- **Set problem**: Reproduce the data starting at the line containing "the shoe heel" and ending at the line containing "(366, 345), (443, 393)", changing "heel counter" to "toe box" and keeping everything else the same.

Dataset items
++++++++++++++++++++

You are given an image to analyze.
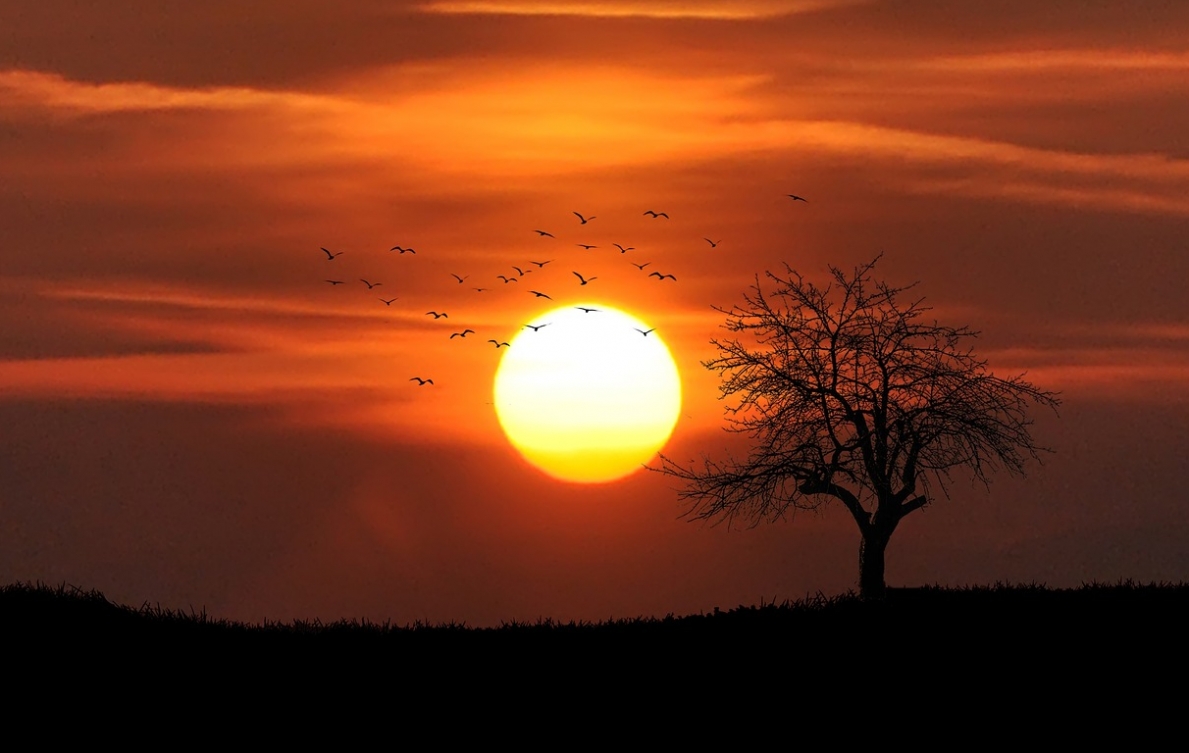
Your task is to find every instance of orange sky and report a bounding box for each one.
[0,0,1189,625]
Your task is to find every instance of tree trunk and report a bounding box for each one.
[858,526,892,601]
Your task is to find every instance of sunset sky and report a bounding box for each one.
[0,0,1189,626]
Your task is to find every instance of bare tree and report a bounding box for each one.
[653,257,1059,598]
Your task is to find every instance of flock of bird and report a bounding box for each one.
[311,194,807,387]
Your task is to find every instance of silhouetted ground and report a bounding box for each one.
[0,583,1189,724]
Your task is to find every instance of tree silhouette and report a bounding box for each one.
[653,257,1059,598]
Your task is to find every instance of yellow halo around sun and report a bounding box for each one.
[495,303,681,482]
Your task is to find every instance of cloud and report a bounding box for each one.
[419,0,868,20]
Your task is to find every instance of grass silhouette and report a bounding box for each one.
[0,582,1189,708]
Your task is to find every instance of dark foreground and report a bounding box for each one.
[0,583,1189,715]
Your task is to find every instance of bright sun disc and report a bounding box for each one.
[495,303,681,482]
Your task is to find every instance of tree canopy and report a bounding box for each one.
[655,257,1059,597]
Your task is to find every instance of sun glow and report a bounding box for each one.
[495,303,681,482]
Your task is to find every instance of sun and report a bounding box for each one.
[495,302,681,483]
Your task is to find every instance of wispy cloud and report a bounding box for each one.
[419,0,867,20]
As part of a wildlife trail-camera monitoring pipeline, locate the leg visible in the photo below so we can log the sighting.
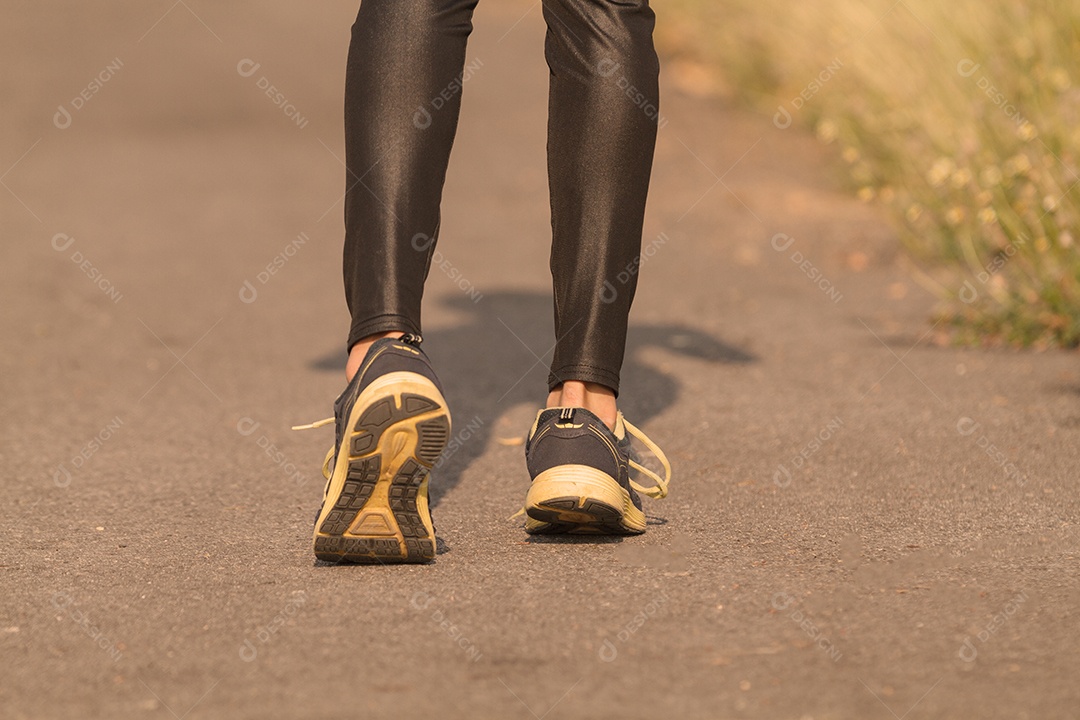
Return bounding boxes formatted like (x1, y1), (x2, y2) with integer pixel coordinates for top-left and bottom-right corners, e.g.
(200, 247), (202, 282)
(543, 0), (659, 405)
(345, 0), (477, 377)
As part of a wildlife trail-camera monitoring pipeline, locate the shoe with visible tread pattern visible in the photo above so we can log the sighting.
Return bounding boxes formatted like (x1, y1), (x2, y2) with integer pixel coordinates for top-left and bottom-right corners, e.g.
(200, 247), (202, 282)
(524, 407), (671, 534)
(298, 335), (450, 563)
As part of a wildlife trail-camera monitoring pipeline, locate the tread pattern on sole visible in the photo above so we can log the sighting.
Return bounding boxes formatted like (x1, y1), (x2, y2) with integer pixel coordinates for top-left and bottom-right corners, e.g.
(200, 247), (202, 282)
(314, 393), (450, 562)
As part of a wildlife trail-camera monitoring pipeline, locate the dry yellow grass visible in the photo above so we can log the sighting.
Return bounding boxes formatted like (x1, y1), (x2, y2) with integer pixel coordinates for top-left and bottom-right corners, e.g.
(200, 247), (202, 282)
(658, 0), (1080, 347)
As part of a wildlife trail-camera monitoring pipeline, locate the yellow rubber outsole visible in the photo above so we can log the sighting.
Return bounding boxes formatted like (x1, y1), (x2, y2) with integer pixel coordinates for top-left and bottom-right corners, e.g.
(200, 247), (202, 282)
(313, 372), (450, 562)
(525, 465), (645, 534)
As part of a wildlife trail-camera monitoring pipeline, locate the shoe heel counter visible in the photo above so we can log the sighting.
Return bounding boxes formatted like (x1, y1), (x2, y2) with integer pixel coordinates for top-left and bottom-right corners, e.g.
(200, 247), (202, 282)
(366, 345), (443, 393)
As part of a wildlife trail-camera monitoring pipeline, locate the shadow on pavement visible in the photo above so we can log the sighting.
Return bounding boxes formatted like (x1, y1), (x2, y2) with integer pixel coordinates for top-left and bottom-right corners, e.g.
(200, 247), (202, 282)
(310, 291), (757, 509)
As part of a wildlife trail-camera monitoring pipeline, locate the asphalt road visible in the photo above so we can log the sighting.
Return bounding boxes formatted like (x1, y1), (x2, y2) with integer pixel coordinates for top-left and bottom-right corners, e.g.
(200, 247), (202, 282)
(0, 0), (1080, 720)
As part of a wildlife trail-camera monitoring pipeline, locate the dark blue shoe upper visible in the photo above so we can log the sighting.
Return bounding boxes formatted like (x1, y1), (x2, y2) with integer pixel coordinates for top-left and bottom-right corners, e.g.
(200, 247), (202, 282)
(525, 408), (642, 508)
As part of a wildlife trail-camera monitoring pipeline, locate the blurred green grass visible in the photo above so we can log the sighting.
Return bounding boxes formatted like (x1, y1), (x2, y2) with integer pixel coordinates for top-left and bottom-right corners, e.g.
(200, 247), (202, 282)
(658, 0), (1080, 348)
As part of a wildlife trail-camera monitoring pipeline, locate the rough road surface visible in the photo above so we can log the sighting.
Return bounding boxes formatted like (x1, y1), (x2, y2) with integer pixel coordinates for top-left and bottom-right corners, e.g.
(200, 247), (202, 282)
(0, 0), (1080, 720)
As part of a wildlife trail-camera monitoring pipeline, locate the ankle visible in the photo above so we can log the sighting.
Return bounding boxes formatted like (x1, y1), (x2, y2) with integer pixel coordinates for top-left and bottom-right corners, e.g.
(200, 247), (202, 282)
(345, 330), (405, 382)
(548, 380), (619, 430)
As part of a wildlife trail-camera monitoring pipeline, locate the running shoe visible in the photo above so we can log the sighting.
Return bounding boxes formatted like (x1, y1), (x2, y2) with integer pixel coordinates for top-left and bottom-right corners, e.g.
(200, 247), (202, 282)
(525, 407), (671, 534)
(294, 335), (450, 563)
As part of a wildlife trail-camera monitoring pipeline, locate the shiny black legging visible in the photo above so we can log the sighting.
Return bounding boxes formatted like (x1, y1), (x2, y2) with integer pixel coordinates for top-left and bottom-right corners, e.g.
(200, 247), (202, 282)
(345, 0), (659, 393)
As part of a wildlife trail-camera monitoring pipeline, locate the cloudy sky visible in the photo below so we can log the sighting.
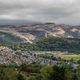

++++++++++++++++++++

- **Exercise result**:
As part of a wildlife trail-camera monitoring pipeline, locate the shoe toe box visible in the photo above so we can log the sighting.
Return bounding boxes formatted like (x1, y1), (x2, y2) with integer pixel coordinates for top-left and bottom-right corners, e.g.
(200, 247), (202, 282)
(366, 345), (443, 393)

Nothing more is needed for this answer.